━━━ Stored data

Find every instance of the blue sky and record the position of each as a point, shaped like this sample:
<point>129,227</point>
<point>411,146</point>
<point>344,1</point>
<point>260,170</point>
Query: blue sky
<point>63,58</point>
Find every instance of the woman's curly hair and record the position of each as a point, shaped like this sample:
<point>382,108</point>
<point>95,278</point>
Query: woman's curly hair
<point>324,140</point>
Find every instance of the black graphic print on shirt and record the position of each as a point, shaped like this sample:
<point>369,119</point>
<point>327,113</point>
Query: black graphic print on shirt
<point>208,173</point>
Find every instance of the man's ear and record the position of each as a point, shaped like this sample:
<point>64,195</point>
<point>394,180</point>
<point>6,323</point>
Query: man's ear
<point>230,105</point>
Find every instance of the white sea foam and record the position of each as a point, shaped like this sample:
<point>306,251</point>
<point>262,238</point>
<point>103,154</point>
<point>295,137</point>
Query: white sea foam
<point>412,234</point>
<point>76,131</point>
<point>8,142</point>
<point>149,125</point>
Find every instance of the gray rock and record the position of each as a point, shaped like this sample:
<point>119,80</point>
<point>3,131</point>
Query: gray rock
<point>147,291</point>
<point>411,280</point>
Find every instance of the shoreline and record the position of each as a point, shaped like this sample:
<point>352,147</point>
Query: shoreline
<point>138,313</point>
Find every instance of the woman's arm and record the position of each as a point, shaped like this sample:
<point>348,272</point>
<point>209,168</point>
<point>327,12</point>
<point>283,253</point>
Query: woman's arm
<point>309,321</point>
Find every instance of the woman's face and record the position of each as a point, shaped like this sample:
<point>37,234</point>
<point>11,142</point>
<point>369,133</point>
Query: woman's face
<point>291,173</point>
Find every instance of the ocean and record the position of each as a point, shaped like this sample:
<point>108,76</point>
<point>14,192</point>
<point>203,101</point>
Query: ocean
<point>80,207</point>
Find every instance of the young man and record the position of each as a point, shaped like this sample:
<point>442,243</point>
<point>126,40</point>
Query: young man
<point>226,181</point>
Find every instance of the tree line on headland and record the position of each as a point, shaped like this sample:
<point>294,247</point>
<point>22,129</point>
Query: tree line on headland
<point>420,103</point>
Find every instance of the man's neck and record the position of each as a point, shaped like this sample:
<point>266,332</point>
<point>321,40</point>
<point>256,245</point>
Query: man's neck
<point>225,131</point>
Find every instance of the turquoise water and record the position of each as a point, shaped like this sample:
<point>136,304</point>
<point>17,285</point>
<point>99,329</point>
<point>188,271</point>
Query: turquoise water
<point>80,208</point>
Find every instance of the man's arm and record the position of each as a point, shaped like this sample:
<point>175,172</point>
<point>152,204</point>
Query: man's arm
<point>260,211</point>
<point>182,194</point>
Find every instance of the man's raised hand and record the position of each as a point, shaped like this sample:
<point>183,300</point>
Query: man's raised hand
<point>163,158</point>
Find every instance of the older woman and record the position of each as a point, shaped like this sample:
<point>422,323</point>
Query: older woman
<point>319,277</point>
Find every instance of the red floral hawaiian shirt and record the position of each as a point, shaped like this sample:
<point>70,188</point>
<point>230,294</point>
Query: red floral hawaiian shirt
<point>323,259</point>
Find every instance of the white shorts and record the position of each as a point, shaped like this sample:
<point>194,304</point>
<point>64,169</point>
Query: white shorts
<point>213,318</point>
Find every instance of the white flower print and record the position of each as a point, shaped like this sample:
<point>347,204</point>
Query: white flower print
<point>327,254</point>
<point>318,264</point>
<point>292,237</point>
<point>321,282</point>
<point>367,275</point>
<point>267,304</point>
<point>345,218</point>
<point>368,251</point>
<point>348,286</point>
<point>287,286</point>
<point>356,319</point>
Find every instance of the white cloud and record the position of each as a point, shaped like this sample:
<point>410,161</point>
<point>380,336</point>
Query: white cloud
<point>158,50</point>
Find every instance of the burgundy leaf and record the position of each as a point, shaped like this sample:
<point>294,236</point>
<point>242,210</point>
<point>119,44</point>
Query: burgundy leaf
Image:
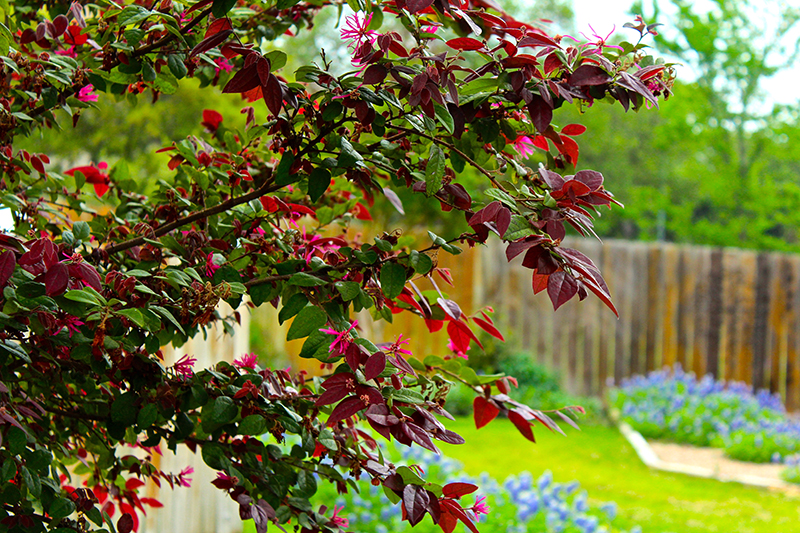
<point>536,39</point>
<point>487,214</point>
<point>449,307</point>
<point>503,220</point>
<point>516,248</point>
<point>375,74</point>
<point>56,279</point>
<point>489,328</point>
<point>415,500</point>
<point>450,437</point>
<point>125,523</point>
<point>345,409</point>
<point>592,178</point>
<point>521,424</point>
<point>273,95</point>
<point>420,436</point>
<point>573,129</point>
<point>87,274</point>
<point>375,365</point>
<point>7,263</point>
<point>484,411</point>
<point>331,395</point>
<point>244,80</point>
<point>211,41</point>
<point>561,287</point>
<point>457,490</point>
<point>541,113</point>
<point>588,75</point>
<point>636,85</point>
<point>553,179</point>
<point>539,282</point>
<point>465,43</point>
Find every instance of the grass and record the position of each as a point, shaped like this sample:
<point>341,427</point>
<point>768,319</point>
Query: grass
<point>608,468</point>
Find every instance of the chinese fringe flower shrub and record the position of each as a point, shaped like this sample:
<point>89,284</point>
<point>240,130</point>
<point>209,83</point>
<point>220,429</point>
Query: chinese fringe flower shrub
<point>96,278</point>
<point>521,504</point>
<point>679,407</point>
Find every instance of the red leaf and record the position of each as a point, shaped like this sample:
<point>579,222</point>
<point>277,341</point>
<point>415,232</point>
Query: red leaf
<point>457,490</point>
<point>539,282</point>
<point>537,39</point>
<point>541,113</point>
<point>452,507</point>
<point>418,5</point>
<point>273,94</point>
<point>218,26</point>
<point>375,74</point>
<point>484,411</point>
<point>521,424</point>
<point>125,523</point>
<point>211,41</point>
<point>465,43</point>
<point>415,501</point>
<point>345,409</point>
<point>561,287</point>
<point>489,328</point>
<point>7,263</point>
<point>588,75</point>
<point>398,49</point>
<point>516,248</point>
<point>573,129</point>
<point>450,308</point>
<point>244,80</point>
<point>375,365</point>
<point>56,279</point>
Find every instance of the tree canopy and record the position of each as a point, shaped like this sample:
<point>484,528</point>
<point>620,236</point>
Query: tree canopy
<point>100,271</point>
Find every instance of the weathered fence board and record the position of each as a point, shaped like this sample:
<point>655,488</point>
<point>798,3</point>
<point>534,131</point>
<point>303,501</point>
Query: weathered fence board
<point>728,312</point>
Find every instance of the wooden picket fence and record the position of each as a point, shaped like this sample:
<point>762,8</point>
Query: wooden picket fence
<point>728,312</point>
<point>732,313</point>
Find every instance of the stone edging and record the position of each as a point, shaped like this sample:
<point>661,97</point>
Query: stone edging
<point>649,458</point>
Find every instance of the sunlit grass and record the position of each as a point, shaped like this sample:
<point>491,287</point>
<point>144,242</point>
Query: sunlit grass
<point>608,468</point>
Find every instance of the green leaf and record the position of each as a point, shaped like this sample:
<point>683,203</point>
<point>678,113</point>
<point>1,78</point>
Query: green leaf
<point>503,196</point>
<point>292,306</point>
<point>60,508</point>
<point>393,278</point>
<point>83,296</point>
<point>518,228</point>
<point>282,172</point>
<point>134,315</point>
<point>252,425</point>
<point>31,481</point>
<point>123,409</point>
<point>444,117</point>
<point>434,171</point>
<point>277,59</point>
<point>220,8</point>
<point>308,320</point>
<point>166,314</point>
<point>421,262</point>
<point>304,279</point>
<point>222,411</point>
<point>348,289</point>
<point>147,416</point>
<point>81,230</point>
<point>318,183</point>
<point>166,82</point>
<point>306,483</point>
<point>349,156</point>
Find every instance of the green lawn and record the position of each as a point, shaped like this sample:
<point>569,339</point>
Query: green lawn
<point>608,468</point>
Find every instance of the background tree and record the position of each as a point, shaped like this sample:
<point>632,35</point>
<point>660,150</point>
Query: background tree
<point>100,272</point>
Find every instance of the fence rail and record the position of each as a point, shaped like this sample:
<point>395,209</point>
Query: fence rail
<point>732,313</point>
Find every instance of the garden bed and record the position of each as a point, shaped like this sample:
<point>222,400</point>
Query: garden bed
<point>706,462</point>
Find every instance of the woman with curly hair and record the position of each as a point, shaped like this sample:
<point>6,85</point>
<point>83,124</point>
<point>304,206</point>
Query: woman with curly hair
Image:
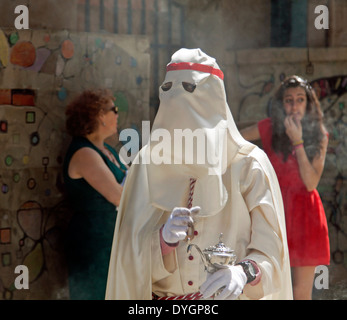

━━━━━━

Rewrite the lines starting at the one that contains "Find every instance of the woman with" and ending with the last of the lines, with "curly hair" replaced by "red hair" and everything else unchanged. Leave the pictures out of your answer.

Exercise result ::
Find every instance of the woman with red hair and record the position of each as a point, shaped like this sample:
<point>6,85</point>
<point>83,124</point>
<point>304,206</point>
Query: woman with red hair
Image:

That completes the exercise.